SUPPLIED DATA:
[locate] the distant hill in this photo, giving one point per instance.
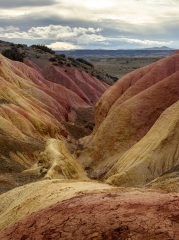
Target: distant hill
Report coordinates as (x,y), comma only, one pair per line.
(88,54)
(161,48)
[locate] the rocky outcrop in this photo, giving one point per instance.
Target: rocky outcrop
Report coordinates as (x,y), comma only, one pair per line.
(34,109)
(22,201)
(56,162)
(120,215)
(152,156)
(127,111)
(169,181)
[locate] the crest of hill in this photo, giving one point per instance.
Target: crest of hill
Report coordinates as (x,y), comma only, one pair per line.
(97,216)
(34,108)
(127,111)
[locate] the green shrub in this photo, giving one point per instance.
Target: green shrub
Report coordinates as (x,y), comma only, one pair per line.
(13,54)
(43,48)
(52,59)
(85,62)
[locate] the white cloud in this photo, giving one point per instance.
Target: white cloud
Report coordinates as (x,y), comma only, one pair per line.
(145,42)
(62,46)
(60,33)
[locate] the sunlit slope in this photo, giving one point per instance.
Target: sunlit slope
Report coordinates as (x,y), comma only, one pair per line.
(127,111)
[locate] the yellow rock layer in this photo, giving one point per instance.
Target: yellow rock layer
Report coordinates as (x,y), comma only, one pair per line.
(56,162)
(154,154)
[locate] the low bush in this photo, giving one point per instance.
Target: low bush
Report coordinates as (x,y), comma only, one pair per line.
(13,54)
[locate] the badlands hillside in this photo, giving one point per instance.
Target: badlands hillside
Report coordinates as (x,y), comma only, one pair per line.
(61,180)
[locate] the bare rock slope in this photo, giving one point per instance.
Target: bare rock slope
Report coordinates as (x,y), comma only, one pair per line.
(120,215)
(125,113)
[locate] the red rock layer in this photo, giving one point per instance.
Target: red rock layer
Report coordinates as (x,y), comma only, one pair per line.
(134,83)
(127,111)
(121,215)
(85,86)
(32,108)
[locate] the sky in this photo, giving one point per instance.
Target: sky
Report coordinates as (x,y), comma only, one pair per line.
(91,24)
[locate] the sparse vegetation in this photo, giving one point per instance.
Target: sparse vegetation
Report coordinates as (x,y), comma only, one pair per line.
(43,48)
(85,62)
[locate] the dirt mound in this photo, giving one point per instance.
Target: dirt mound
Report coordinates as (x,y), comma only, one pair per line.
(156,153)
(127,111)
(120,215)
(56,162)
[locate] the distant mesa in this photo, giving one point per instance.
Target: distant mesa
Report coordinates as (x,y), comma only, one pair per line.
(128,123)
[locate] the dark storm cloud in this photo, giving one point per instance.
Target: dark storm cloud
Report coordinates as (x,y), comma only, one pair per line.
(9,4)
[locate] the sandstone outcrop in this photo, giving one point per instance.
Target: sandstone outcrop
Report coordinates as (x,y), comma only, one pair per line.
(127,111)
(121,215)
(22,201)
(56,162)
(34,109)
(169,181)
(156,153)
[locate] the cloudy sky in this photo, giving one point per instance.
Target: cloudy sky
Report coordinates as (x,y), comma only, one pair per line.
(91,24)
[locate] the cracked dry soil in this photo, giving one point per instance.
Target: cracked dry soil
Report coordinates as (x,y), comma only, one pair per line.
(122,215)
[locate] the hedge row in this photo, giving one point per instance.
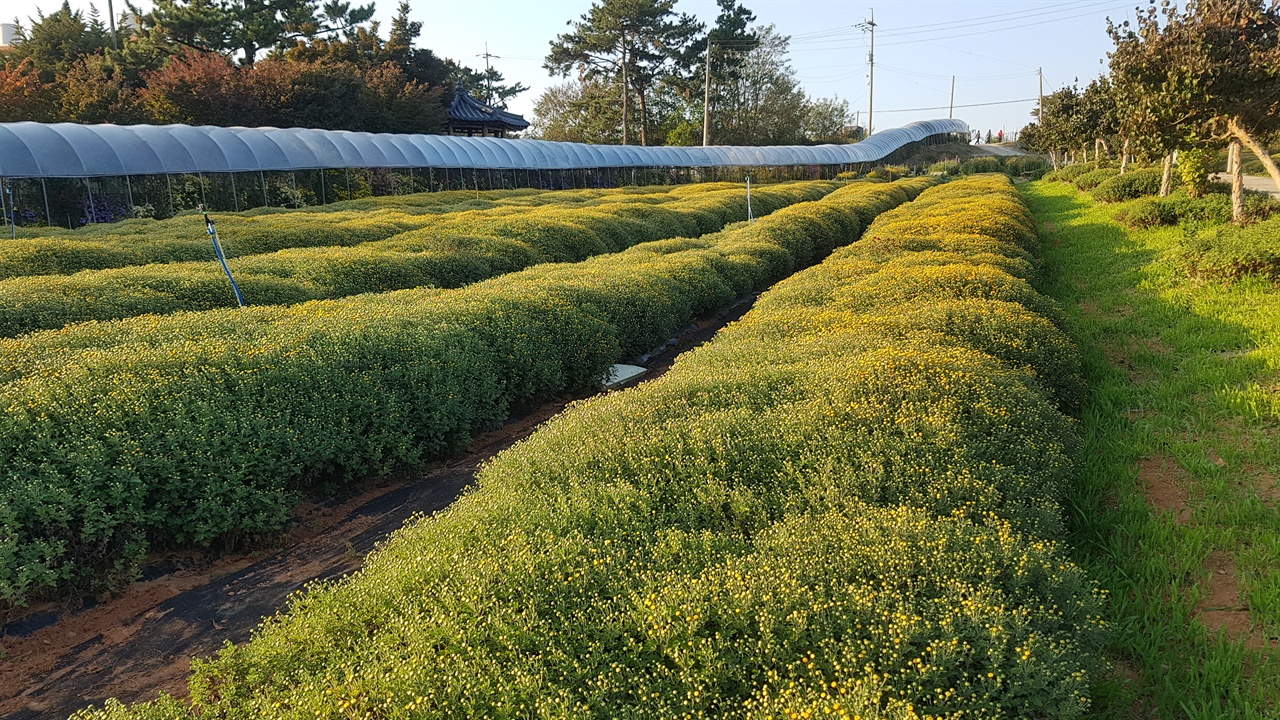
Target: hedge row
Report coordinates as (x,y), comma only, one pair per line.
(452,251)
(1212,208)
(182,238)
(842,506)
(1232,253)
(200,427)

YOUR INSTRUCTIONS: If a line in the material above contains the word "hillside", copy it.

PROBLEM SOLUTION:
[locate] the badlands hillside in this photo, giving one point per instance.
Target: badlands hillside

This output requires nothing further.